**Your objective**
Below are some records. Return exactly the lines from the one containing "282L298 290H320L319 166L292" through the one containing "positive clicks: (293, 264)", both included, and only those.
(Supplied records)
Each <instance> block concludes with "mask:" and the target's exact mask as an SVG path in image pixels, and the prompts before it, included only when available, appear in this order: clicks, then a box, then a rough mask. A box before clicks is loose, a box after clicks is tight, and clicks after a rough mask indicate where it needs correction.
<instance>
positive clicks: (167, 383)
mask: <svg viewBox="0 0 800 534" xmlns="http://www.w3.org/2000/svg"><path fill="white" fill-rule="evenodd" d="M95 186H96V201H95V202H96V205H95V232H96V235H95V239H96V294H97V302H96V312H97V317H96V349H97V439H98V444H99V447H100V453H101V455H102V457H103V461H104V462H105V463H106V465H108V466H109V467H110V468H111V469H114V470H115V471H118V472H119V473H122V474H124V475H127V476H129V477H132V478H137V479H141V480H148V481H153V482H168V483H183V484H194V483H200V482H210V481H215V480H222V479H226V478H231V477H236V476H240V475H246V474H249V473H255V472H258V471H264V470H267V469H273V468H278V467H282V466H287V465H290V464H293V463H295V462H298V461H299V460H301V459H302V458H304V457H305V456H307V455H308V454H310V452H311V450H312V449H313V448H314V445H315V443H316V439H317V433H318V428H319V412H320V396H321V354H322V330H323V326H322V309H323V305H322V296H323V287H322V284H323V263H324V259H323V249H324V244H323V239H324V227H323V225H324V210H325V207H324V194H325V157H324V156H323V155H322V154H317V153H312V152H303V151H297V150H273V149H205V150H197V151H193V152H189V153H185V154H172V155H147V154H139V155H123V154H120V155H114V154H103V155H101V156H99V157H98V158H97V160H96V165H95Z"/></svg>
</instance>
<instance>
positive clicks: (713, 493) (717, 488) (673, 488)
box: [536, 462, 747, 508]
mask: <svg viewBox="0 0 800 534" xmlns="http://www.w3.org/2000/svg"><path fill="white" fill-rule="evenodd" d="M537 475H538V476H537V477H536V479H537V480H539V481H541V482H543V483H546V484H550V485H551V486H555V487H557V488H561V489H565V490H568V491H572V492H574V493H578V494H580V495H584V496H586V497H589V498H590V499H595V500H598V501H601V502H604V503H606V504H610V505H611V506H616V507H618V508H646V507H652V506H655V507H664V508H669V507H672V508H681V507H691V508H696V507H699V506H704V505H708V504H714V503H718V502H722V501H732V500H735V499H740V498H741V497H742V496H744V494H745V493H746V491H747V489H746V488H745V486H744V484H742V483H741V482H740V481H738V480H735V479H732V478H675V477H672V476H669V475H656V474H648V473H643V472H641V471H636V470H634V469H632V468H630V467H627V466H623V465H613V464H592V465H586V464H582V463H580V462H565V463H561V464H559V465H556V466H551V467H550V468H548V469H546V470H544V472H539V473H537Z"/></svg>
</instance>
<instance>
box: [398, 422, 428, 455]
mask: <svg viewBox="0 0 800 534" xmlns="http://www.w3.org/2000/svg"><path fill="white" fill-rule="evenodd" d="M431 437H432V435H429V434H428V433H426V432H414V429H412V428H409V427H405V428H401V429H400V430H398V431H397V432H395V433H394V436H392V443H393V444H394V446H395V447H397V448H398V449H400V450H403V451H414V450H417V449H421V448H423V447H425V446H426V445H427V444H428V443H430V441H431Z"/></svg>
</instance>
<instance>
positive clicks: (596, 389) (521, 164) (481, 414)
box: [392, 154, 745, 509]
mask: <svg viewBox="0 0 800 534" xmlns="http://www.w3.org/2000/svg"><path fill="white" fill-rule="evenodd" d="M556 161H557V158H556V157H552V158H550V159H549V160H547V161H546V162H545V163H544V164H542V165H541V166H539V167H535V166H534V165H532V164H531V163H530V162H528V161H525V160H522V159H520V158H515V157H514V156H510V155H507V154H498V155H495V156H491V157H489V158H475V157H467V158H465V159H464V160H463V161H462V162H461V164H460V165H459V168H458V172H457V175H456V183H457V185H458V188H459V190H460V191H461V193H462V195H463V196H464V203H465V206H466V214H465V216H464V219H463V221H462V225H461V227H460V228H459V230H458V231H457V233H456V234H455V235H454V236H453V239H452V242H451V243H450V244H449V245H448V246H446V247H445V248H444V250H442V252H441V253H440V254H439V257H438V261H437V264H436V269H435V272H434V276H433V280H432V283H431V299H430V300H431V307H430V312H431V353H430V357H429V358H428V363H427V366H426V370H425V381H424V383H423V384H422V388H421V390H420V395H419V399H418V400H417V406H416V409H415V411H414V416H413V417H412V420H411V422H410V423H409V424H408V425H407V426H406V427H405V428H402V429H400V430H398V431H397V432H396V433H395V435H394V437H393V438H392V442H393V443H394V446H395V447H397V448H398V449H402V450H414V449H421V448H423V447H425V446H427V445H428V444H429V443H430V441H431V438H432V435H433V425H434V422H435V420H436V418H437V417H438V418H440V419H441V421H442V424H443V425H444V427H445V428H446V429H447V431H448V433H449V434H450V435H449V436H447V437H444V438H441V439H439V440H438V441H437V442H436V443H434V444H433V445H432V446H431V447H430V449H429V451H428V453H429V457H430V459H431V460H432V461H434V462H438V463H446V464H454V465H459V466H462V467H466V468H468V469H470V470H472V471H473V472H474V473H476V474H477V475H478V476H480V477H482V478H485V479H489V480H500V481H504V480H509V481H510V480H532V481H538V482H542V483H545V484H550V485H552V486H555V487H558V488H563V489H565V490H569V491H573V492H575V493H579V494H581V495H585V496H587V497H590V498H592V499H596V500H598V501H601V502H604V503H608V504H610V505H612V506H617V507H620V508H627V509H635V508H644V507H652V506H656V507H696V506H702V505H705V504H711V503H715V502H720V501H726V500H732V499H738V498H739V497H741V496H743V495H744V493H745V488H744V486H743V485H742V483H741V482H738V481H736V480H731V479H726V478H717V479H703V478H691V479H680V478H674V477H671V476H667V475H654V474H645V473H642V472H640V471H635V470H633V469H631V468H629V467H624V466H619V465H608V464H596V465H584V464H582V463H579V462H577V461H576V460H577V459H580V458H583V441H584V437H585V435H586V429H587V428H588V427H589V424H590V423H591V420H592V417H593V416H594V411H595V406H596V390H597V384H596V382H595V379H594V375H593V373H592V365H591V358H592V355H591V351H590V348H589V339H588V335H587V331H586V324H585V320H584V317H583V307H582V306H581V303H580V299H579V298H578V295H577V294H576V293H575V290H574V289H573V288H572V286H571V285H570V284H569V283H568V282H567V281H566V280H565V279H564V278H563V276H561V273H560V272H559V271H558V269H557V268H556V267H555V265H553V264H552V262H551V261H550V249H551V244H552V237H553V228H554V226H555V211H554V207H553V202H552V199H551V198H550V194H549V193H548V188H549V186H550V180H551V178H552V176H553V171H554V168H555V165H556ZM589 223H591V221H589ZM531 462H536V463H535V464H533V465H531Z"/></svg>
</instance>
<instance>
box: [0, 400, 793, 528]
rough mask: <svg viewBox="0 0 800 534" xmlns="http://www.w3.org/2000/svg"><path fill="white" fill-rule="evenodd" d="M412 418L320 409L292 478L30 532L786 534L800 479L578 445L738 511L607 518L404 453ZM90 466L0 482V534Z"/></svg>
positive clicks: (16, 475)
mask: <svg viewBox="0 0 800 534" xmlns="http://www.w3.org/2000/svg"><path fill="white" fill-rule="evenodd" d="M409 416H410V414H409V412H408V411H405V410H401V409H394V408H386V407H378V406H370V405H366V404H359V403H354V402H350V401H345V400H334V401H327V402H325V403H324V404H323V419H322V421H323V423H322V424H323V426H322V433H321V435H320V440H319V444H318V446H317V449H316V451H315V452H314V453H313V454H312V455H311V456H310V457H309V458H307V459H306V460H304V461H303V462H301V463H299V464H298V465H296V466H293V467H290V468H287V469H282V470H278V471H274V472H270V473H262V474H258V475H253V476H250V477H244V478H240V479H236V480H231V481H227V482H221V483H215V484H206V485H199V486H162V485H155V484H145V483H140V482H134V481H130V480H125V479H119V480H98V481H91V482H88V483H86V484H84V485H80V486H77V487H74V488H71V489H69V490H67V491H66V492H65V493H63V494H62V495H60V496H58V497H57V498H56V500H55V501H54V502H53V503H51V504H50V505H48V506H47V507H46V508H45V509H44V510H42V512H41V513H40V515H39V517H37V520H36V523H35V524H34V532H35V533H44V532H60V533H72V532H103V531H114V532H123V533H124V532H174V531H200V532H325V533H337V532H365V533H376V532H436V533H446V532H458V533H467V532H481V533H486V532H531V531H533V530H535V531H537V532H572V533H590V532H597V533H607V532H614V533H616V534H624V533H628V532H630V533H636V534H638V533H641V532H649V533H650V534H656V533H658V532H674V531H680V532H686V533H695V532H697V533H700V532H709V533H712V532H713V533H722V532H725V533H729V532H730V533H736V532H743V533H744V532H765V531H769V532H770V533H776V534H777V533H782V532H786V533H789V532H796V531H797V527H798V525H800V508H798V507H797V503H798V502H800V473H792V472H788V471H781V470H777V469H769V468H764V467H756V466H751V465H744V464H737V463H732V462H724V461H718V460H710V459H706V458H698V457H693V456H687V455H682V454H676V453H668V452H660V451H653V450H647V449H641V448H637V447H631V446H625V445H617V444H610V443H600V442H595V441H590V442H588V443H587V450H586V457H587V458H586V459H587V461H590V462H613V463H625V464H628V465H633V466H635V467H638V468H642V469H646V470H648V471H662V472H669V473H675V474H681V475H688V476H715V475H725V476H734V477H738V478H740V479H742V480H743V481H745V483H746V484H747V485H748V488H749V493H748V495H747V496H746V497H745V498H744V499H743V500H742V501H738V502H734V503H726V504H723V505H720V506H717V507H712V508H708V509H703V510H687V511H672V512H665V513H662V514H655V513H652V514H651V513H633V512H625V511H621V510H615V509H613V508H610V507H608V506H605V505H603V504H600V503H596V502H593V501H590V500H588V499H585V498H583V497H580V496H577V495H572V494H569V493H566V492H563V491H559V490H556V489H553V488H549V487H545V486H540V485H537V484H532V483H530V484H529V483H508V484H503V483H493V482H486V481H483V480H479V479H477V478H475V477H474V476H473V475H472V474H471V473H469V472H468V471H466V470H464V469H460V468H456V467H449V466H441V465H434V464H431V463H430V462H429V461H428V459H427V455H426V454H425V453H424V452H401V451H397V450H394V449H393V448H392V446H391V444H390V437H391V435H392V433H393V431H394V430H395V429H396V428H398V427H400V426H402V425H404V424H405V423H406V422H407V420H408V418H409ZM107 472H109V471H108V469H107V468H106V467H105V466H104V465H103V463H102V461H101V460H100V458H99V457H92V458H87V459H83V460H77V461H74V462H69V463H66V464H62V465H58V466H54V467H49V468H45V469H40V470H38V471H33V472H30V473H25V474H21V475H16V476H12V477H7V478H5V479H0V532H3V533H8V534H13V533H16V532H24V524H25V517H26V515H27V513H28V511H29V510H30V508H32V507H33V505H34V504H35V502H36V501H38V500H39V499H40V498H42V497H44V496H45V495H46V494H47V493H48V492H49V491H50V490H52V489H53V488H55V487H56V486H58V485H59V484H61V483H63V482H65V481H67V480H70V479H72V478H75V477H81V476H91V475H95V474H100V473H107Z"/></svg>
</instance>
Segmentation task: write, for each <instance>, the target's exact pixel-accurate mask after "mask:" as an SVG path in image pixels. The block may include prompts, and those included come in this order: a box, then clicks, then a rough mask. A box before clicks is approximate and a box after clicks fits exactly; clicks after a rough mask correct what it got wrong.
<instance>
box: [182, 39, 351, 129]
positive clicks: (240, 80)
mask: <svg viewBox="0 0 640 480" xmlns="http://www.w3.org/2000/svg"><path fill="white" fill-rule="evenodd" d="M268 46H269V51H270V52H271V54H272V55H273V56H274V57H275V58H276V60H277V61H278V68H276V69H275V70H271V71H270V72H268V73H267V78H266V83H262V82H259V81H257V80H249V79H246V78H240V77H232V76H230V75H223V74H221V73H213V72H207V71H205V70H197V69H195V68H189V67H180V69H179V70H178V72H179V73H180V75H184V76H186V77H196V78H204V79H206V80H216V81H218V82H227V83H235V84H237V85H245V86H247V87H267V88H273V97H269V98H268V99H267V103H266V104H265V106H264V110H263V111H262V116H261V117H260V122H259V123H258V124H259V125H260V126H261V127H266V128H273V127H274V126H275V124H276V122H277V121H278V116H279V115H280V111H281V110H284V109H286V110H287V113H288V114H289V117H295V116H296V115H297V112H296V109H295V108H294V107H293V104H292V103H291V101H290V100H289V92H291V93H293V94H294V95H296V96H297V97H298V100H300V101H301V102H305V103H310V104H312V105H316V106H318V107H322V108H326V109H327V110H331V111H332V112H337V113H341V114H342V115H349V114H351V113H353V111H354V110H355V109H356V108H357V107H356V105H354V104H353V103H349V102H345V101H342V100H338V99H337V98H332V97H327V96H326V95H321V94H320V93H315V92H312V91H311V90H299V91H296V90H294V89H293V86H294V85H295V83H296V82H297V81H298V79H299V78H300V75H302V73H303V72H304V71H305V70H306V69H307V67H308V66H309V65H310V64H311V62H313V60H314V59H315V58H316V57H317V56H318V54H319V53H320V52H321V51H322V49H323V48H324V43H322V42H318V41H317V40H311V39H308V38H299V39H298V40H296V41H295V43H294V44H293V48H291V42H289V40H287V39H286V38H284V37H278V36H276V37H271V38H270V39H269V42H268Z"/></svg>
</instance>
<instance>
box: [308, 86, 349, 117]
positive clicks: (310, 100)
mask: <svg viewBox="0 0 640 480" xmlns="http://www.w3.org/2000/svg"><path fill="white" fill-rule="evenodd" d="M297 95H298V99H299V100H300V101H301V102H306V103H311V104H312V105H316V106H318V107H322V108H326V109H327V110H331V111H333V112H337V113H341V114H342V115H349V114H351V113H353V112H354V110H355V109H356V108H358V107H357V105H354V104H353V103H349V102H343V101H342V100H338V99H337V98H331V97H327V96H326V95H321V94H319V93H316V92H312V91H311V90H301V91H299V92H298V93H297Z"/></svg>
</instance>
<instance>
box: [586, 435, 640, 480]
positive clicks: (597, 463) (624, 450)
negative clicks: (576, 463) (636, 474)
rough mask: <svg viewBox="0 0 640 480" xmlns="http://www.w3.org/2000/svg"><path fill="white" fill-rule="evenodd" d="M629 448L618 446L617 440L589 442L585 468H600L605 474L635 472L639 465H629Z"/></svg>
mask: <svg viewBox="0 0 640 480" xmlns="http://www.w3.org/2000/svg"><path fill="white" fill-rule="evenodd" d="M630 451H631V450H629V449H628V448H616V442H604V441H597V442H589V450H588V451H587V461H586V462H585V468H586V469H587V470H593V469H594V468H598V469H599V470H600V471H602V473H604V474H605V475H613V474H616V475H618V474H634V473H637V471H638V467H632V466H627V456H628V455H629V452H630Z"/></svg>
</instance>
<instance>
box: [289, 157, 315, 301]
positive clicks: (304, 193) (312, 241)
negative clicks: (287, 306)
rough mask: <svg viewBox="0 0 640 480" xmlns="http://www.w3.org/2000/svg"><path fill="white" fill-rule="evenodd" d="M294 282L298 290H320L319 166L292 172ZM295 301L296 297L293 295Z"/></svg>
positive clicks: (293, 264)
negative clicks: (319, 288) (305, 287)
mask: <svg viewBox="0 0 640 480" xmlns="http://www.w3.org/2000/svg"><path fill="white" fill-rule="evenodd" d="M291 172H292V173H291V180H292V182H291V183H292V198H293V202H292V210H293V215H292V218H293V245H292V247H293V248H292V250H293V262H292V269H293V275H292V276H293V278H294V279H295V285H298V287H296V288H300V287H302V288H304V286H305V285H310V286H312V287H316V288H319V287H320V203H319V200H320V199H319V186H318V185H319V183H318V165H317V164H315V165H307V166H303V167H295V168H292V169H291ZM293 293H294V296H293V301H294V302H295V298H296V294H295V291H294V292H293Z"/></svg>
(End Supplied records)
**Result for this task**
rough mask: <svg viewBox="0 0 640 480" xmlns="http://www.w3.org/2000/svg"><path fill="white" fill-rule="evenodd" d="M294 282L298 290H320L319 166L292 172ZM295 301L296 297L293 295Z"/></svg>
positive clicks: (293, 264)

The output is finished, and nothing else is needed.